_Entries_:
>>
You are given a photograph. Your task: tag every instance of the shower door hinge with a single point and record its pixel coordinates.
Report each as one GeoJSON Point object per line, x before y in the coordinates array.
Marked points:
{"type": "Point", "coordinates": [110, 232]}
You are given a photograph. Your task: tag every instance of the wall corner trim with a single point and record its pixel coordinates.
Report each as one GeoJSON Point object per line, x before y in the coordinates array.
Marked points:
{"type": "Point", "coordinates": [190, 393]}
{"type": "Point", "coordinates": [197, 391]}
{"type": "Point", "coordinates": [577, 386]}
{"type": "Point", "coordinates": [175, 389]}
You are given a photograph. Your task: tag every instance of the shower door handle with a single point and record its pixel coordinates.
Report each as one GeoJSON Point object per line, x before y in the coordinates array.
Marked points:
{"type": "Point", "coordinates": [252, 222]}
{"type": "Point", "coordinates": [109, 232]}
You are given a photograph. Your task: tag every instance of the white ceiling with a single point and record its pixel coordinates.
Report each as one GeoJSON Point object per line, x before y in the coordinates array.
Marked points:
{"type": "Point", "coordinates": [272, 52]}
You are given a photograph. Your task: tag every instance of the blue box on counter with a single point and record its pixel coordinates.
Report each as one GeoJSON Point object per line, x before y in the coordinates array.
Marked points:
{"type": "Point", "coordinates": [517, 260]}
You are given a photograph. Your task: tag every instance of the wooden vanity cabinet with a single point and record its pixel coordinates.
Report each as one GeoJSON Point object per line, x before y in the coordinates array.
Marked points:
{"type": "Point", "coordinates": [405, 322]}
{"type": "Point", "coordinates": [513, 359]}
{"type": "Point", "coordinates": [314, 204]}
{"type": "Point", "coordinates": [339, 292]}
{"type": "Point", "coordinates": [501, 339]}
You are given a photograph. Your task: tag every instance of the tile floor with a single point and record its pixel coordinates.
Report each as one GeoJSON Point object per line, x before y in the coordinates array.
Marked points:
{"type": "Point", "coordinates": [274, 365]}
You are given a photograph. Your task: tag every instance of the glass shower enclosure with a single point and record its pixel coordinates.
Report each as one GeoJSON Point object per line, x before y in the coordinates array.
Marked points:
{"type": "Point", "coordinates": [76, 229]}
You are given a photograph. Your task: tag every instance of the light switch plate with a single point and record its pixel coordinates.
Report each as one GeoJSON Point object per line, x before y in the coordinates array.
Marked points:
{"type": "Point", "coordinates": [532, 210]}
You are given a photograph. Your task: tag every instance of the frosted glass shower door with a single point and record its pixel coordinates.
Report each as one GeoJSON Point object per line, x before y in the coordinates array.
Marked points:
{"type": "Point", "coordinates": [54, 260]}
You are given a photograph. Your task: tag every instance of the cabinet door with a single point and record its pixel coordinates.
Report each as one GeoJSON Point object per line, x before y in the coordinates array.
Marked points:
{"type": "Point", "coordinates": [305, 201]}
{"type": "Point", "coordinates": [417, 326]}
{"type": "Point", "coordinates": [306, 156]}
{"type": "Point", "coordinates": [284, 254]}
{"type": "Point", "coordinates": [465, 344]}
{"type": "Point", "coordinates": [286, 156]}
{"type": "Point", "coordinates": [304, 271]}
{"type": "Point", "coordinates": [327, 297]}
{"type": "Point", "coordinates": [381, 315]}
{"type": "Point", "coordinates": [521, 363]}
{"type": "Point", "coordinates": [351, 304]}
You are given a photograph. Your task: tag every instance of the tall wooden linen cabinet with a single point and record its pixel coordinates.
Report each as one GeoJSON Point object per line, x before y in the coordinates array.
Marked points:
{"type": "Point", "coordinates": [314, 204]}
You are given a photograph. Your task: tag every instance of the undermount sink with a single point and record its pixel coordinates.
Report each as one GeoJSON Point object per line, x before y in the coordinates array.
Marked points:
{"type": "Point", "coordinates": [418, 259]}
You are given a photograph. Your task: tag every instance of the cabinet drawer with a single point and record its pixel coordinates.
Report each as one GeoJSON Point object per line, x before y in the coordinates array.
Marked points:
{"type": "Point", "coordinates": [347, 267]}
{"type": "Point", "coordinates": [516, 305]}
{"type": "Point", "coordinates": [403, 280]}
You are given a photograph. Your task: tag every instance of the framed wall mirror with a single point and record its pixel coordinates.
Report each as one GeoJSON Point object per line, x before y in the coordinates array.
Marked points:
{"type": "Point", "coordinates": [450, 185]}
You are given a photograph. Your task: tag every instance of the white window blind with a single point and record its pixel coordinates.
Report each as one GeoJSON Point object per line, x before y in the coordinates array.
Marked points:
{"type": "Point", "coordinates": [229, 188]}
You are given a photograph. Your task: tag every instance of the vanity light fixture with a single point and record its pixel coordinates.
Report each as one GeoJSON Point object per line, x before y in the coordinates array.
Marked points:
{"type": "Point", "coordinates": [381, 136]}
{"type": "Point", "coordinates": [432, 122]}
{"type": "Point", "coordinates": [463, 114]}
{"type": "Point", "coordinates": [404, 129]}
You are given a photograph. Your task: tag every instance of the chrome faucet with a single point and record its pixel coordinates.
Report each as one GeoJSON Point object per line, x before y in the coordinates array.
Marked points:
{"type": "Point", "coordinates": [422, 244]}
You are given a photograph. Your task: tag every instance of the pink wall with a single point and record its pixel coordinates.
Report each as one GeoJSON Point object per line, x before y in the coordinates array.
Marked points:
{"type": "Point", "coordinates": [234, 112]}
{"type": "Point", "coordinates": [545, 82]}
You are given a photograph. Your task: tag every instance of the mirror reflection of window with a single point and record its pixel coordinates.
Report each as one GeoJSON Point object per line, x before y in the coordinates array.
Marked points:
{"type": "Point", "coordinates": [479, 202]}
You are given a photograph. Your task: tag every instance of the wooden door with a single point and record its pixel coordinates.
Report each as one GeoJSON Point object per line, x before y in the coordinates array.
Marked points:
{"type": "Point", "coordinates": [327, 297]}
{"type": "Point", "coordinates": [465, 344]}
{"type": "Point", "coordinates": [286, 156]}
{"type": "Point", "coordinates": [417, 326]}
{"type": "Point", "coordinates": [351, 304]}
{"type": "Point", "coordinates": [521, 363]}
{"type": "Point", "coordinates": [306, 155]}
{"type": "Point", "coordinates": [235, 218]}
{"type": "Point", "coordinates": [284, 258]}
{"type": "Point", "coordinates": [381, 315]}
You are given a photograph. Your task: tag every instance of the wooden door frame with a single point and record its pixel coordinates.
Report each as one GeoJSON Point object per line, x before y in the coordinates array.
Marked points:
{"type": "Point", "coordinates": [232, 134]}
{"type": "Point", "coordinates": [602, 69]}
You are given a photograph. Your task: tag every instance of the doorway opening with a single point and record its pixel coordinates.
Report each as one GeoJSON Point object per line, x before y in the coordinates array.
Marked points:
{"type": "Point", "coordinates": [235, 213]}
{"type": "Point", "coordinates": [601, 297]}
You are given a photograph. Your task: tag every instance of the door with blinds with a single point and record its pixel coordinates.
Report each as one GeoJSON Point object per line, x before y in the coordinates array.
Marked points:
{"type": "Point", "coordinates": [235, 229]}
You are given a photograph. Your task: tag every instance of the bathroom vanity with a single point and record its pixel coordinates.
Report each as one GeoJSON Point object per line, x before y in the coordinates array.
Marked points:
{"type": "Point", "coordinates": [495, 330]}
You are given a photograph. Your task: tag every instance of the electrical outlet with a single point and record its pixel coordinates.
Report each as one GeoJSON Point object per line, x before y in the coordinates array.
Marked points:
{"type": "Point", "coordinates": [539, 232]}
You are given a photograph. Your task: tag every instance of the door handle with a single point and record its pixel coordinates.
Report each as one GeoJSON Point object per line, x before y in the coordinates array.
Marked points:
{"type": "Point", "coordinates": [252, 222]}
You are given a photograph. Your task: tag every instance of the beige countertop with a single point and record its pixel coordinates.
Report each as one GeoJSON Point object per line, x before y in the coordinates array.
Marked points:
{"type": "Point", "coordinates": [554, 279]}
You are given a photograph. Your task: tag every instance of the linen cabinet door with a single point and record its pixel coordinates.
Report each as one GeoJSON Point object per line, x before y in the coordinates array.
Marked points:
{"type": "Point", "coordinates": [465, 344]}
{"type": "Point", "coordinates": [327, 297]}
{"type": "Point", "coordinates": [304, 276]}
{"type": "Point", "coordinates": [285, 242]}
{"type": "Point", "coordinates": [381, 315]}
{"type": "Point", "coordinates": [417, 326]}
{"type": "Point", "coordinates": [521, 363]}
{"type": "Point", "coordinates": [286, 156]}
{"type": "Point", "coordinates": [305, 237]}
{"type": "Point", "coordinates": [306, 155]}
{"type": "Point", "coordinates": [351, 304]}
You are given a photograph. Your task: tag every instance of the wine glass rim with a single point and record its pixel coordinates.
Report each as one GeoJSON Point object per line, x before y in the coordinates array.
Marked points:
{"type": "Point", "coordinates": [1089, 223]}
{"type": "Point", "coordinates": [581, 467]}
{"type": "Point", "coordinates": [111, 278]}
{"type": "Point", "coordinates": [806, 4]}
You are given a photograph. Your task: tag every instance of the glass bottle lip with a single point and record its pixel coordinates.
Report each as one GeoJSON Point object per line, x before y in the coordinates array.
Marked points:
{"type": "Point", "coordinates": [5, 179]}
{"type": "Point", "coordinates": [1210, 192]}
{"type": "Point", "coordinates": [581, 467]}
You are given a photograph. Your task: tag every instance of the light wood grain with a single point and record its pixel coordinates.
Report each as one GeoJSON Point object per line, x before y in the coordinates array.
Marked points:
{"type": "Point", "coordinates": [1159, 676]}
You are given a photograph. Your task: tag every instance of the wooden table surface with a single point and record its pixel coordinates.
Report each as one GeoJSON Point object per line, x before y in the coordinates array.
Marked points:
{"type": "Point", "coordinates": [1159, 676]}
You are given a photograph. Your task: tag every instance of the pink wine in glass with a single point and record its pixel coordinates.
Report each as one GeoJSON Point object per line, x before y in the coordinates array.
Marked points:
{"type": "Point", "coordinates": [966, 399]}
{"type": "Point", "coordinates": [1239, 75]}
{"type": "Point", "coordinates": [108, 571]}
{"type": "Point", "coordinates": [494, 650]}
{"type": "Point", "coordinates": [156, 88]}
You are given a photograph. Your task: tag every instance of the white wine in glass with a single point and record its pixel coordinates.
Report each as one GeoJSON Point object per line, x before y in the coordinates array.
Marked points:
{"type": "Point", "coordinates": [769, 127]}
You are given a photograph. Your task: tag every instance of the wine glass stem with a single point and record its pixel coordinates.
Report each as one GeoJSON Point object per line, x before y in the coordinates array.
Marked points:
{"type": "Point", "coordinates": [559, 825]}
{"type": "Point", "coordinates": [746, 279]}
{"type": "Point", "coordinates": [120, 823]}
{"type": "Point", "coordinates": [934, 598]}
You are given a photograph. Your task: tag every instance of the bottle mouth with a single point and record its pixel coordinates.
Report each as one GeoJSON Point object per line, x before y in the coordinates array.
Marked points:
<<
_Work required_: Retype the records word for word, from the line holding "the white wine" through the end of the records, with both ends included.

_Full output_:
You are given a photograph. Your task: tag every instance of the white wine in glass with a single point and record its pixel coordinates.
Report each as one GeoJSON Point object per line, x before y in the coordinates array.
Marked points:
{"type": "Point", "coordinates": [769, 127]}
You are given a photograph. Your task: tag every instance of the wine glass stem with a single point and record its pixel coordinates.
Report each as one GeoJSON Point object per line, x before y in the coordinates array.
Marked points:
{"type": "Point", "coordinates": [559, 825]}
{"type": "Point", "coordinates": [746, 279]}
{"type": "Point", "coordinates": [120, 823]}
{"type": "Point", "coordinates": [934, 598]}
You are given a photograph. Your task: tag every instance of the bottle mouth with a single point and record its pixel coordinates.
Report each as one GeoJSON Point object per line, x before y in the coordinates array.
Marked points:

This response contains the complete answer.